* _Given data_:
-*-*-
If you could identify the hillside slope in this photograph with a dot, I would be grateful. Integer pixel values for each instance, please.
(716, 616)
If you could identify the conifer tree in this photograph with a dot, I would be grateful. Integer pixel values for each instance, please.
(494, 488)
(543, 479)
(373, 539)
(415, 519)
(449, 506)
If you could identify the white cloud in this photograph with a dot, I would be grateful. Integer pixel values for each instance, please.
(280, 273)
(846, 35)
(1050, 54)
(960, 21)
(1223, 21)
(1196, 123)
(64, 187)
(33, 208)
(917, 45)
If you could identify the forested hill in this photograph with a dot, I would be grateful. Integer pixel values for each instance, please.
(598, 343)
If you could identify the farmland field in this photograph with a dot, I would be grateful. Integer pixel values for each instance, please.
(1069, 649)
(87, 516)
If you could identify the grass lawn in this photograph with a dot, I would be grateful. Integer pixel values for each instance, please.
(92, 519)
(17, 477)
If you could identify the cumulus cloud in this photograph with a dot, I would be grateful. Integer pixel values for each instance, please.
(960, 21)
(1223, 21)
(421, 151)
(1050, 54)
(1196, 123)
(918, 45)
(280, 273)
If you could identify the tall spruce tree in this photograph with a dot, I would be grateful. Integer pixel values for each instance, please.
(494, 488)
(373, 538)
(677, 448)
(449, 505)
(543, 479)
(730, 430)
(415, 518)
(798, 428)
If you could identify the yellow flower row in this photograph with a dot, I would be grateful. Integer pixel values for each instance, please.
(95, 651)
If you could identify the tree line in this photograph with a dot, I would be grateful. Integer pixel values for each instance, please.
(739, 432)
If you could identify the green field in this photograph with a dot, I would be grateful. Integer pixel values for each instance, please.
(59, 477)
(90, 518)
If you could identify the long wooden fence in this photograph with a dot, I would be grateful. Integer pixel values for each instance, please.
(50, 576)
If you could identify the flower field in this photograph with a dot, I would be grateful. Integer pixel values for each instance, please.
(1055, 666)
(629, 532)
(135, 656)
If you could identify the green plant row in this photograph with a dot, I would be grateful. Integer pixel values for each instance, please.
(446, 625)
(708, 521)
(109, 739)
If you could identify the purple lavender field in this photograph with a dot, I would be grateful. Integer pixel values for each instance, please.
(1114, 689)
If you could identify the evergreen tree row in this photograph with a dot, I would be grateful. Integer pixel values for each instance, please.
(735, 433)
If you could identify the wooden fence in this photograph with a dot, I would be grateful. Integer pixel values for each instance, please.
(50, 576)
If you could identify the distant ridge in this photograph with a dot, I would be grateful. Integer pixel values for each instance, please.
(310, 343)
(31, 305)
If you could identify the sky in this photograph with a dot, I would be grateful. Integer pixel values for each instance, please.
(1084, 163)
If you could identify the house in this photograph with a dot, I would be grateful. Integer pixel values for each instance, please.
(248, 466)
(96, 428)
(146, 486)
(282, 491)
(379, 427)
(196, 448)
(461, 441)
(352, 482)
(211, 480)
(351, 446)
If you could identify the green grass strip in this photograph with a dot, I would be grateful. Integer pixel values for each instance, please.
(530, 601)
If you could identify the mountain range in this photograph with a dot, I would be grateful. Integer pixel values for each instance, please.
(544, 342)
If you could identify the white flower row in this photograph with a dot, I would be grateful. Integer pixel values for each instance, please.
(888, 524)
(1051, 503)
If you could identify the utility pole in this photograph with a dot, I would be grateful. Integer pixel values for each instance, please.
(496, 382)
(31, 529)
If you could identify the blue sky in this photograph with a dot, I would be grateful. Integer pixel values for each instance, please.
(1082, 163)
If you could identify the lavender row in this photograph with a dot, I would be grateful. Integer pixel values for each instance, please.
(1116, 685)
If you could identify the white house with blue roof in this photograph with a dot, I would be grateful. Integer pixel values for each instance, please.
-*-*-
* _Exercise description_: Output all of the material exactly as written.

* _Expected output_:
If you could identify the hillside slope in this photograph with a dot, I would be grateful. Integer pixel values for each instance, please.
(716, 616)
If you could identify the conifer tree in this photograph with a dot, I would be grateful. Integer pixel values for each instance, please.
(494, 488)
(543, 479)
(373, 539)
(415, 519)
(449, 506)
If you could identify the white cloud in this photograph with a dot, I would be grateful. Integer pixel values for each instance, please.
(280, 273)
(846, 35)
(1050, 54)
(960, 21)
(1223, 21)
(1196, 123)
(64, 187)
(33, 208)
(917, 45)
If you could identify the forested hill in this photograph with a dot, I would be grateful. Integer pixel values for each instance, please.
(598, 343)
If you could identify the farmland field in this photograph with a dot, I would be grateful. Integer pixel values for each instance, please.
(1069, 649)
(87, 516)
If you could identify the grass lawn in this photograph with a dot, I would be grateful. Integer pixel values for each instance, please.
(92, 519)
(17, 477)
If you could identify the cumulus cloud in this photograph with a dot, I would be grateful. Integer pixel values for each instance, please.
(960, 21)
(1223, 21)
(421, 151)
(1050, 54)
(1196, 123)
(918, 45)
(280, 273)
If you could identify the tall spruce tree in this photograph with a dot, I would be grateful. Integer pixel values for each instance, please.
(494, 488)
(373, 538)
(677, 448)
(449, 505)
(543, 479)
(730, 430)
(415, 518)
(798, 428)
If you could identify the yellow flower row in this photograph with a dot, I would be grateful. Integer pixel values for each instance, please.
(95, 651)
If you could identify the tree line in this photograph with a dot, I would be grateful. Integer pixel values for each instance, please.
(739, 432)
If you could identify the green field in this photograph with a dot, I would be grateful. Integer pixel values for each instance, please.
(59, 477)
(90, 518)
If you could identify the long wooden fence in this photograph with a dot, I would be grateful. Integer pixel values for each instance, please.
(50, 576)
If you could identify the flower field in this photograph with a dot, I would be grateful. Integer pixel values for each instance, please.
(1055, 666)
(629, 532)
(135, 656)
If you could identify the green plant row in this photograph with a dot, I would be grateful. Integer pixel values for each instance, please.
(446, 625)
(708, 521)
(109, 739)
If you could identify the purple lavender field in this photograph with a dot, I would be grateful. Integer pixel values for each instance, please.
(1114, 689)
If you could identify the evergreen tree row in this photograph with a dot, I would be grateful. Integer pixel values for each instance, please.
(735, 433)
If you could identify the wooden fence in this photograph with a dot, I would be grateful. Integer pixel values for each instance, please.
(50, 576)
If you could identify the distant ridge in this photograph with a dot, I would be grateful. Integer pixel values for each instance, please.
(310, 343)
(31, 305)
If you could identify the sky in this photograph with a dot, I would be grateful. Integer pixel values for each instance, please.
(1084, 163)
If you could identify the house in this photograph with a dot, I would be grateful. Integer pixel values for each instance, please.
(248, 466)
(96, 428)
(146, 486)
(282, 491)
(379, 427)
(196, 448)
(461, 441)
(352, 482)
(211, 480)
(351, 446)
If you could identify the green grass strip in this photograph with a dot, I would be grateful. Integer pixel values for each instance, please.
(530, 601)
If you could identify the mountain range in this photograph with a dot, I would be grateful. Integer pixel values for each instance, please.
(544, 342)
If you could identify the white flower row in this photograph with a dot, I would be grateful. Integer pixel values for each instance, please.
(888, 524)
(1051, 503)
If you could identify the utility pole in this photograph with a dot, I would be grateful. Integer pixel values for each instance, please.
(496, 382)
(31, 529)
If you could identify the blue sky in this photograph with a dot, I would be grateful. Integer pixel values for each instance, please.
(1082, 163)
If you could identify the lavender row in this photograph with a dot, I would be grateful. Integer pixel values for each instance, please.
(1116, 685)
If you could identify the white house with blue roof in this photograph with a dot, I would be grateful. Integer pixel values for each instance, please.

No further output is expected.